Every line from the line containing "point_to reads the photo above" through the final line below is to be repeated exactly; no other line is.

* BEGIN *

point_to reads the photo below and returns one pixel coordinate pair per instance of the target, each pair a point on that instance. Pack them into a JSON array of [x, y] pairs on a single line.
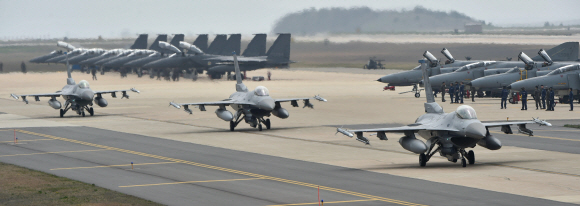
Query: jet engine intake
[[101, 102], [280, 112], [54, 103], [224, 114], [490, 142], [412, 144]]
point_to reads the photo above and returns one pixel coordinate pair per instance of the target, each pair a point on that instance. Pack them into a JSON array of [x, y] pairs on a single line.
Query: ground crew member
[[456, 90], [543, 97], [537, 98], [504, 93], [443, 87], [461, 91], [571, 99], [451, 92], [524, 99]]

* END *

#### [Written solution]
point_to reads the photo above and returns one pixel coordinate pair per instance of the target, each pair a point on that instance. Pack them into a JSON array of [x, y] pairs on a single line.
Query: ground crew member
[[456, 90], [543, 97], [537, 98], [504, 93], [443, 87], [461, 91], [571, 99], [451, 92], [524, 99]]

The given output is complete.